**The task**
Return each line from the records that follow which contains the word "below", treating uppercase and lowercase as different.

**Records to process**
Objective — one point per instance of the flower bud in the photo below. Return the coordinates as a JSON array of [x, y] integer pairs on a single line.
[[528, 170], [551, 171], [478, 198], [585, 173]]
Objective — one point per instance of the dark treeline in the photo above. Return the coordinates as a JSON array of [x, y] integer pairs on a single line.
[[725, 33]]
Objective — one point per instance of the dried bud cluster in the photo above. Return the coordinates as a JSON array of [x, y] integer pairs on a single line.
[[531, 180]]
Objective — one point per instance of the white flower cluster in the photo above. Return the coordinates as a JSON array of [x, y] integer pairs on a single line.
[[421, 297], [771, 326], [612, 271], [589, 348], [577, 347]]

* * *

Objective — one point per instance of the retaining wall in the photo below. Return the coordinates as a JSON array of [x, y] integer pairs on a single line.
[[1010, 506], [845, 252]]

* * *

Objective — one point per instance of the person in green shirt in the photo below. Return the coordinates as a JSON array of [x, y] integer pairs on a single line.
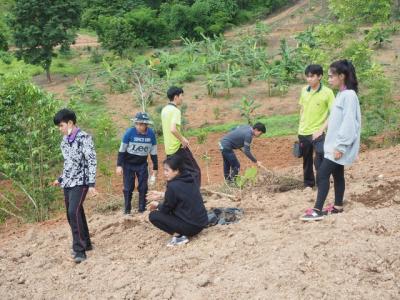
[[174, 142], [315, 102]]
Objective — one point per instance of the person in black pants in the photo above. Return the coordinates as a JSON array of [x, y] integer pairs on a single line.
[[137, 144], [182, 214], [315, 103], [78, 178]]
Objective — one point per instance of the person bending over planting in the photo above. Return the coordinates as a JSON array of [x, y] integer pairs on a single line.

**Answer to the task**
Objective — one point per instance of the flower bud in the photo below. Return the coordinates as a JSON array of [x, y] integer pairs on a single line.
Objective — one point per instance of the retaining wall in the photo below. Return the coordinates as a JSON array of [x, y] integer pairs on a single line.
Objective — one point per instance of the person in green shirt in the photo below. Return the coordinates as a JSON array of [x, y] integer pairs on a single line.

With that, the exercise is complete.